SUPPLIED RECORDS.
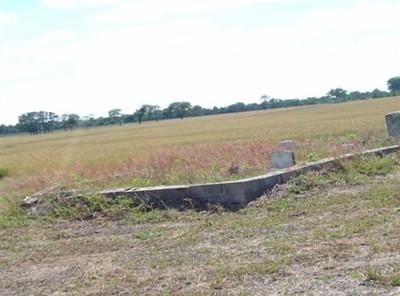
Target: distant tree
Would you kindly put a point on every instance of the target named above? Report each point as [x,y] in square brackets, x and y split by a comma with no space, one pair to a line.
[376,93]
[238,107]
[36,123]
[72,120]
[337,94]
[179,109]
[115,116]
[140,113]
[197,111]
[394,85]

TASK TO CARRY OUT. Tally the lines of the material above that contain the word "named", with case counting, and give only that number.

EXPECTED ANSWER. 1